| CHALLENGE |
Give the records from the start through the line containing "203 289 L 198", inclusive, renaming "driver side mirror" to "passenger side mirror" and changing nothing else.

● ● ● ●

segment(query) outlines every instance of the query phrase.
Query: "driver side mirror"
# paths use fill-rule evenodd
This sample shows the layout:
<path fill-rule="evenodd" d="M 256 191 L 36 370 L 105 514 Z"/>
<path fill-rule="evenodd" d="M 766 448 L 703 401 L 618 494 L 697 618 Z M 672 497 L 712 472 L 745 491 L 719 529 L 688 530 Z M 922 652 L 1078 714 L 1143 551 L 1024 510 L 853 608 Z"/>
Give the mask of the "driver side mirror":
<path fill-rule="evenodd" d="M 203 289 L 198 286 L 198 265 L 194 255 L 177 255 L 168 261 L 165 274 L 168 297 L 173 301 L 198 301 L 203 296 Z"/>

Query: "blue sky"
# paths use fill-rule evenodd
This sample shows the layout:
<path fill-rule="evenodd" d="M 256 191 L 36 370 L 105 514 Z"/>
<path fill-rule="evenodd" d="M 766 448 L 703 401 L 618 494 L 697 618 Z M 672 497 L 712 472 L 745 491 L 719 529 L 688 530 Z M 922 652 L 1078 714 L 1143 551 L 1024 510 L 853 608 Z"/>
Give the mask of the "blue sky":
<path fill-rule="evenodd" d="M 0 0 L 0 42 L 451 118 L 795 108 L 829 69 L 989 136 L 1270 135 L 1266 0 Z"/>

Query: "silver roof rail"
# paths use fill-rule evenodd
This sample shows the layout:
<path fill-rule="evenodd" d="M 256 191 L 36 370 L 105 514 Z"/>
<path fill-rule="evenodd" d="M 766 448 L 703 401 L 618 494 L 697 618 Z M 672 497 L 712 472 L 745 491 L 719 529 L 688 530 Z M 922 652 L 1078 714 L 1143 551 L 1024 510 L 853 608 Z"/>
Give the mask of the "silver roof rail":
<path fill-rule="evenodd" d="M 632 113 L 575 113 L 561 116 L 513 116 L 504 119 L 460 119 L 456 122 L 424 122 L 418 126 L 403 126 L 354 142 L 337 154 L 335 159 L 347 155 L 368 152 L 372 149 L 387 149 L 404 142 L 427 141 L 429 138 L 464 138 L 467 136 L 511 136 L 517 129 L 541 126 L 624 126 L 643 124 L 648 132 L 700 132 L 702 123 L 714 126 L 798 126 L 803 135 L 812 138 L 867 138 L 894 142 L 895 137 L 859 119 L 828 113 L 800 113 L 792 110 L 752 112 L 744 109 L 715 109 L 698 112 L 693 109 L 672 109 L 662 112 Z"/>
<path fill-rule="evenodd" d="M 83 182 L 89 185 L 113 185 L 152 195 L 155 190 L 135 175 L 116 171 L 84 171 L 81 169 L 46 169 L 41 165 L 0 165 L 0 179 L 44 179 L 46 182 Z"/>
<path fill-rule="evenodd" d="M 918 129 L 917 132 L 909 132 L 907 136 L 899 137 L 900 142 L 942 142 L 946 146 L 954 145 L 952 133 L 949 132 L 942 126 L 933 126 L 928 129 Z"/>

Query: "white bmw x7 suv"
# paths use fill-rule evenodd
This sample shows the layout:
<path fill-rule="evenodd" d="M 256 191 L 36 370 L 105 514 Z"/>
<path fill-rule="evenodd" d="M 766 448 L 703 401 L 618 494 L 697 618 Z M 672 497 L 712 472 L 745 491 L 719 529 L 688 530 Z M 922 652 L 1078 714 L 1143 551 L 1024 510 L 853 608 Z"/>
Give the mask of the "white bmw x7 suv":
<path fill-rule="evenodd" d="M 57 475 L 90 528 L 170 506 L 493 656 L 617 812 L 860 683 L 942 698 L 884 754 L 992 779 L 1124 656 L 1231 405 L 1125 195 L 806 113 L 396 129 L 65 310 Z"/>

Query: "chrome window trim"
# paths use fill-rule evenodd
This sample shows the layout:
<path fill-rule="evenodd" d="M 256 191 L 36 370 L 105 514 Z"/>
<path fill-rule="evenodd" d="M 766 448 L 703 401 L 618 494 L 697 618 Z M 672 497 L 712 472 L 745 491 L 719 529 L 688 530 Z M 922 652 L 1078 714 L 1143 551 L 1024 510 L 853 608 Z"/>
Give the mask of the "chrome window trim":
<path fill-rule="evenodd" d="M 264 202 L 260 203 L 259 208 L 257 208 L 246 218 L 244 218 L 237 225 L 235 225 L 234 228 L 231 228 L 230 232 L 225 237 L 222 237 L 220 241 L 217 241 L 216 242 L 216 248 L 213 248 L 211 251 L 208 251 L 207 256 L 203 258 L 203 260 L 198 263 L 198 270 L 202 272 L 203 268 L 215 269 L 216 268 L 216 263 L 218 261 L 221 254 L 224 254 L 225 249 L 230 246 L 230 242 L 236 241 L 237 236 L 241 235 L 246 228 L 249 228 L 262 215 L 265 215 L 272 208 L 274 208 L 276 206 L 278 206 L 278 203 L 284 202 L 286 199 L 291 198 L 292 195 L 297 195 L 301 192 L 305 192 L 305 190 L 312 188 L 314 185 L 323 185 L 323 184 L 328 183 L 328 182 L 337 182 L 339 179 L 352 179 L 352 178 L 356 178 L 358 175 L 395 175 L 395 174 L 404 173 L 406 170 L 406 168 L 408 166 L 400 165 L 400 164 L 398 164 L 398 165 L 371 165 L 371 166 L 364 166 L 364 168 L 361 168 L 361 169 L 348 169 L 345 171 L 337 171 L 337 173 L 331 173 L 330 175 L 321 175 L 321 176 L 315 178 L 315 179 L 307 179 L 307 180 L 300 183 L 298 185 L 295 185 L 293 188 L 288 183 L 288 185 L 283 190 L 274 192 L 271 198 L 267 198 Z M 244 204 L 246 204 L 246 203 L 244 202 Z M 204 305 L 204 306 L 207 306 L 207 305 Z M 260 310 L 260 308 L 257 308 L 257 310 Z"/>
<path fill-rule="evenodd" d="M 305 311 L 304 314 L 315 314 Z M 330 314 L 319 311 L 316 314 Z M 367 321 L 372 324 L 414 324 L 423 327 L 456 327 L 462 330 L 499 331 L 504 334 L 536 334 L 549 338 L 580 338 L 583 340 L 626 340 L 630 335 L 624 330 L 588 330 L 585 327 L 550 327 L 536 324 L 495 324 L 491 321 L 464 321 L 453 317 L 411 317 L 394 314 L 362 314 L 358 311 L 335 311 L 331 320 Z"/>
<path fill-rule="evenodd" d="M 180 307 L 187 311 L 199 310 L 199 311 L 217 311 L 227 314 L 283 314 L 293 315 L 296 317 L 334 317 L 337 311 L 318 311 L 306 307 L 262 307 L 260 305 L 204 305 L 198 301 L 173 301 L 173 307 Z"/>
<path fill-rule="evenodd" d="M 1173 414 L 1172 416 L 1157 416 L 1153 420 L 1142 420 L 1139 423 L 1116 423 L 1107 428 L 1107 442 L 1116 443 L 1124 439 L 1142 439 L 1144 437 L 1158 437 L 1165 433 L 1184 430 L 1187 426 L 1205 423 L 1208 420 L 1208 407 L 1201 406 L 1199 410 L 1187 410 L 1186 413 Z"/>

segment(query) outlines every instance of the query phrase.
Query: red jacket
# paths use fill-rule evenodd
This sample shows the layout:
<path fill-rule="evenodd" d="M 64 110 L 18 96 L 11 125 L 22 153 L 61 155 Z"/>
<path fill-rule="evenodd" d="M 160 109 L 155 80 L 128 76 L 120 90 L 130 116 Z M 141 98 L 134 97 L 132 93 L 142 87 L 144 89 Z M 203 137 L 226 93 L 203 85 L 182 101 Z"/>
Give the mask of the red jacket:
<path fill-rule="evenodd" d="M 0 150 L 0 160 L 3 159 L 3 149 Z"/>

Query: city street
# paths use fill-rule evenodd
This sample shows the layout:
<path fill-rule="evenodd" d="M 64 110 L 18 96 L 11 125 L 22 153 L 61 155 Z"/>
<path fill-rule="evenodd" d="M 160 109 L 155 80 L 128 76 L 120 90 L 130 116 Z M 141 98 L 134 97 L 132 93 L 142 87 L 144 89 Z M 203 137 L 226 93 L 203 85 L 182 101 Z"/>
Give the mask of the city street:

● ● ● ●

| EXERCISE OUTPUT |
segment(query) outlines every instance of the query phrase.
Query: "passenger side mirror"
# paths use fill-rule evenodd
This sample shows the layout:
<path fill-rule="evenodd" d="M 256 191 L 36 370 L 105 514 Z"/>
<path fill-rule="evenodd" d="M 766 448 L 703 401 L 618 494 L 697 618 Z M 672 497 L 712 472 L 745 491 L 719 529 L 688 530 Z M 922 652 L 1078 714 L 1143 551 L 1024 510 L 853 608 Z"/>
Give the mask of the "passenger side mirror":
<path fill-rule="evenodd" d="M 203 289 L 198 286 L 198 265 L 194 255 L 177 255 L 168 261 L 165 274 L 168 297 L 173 301 L 198 301 L 203 296 Z"/>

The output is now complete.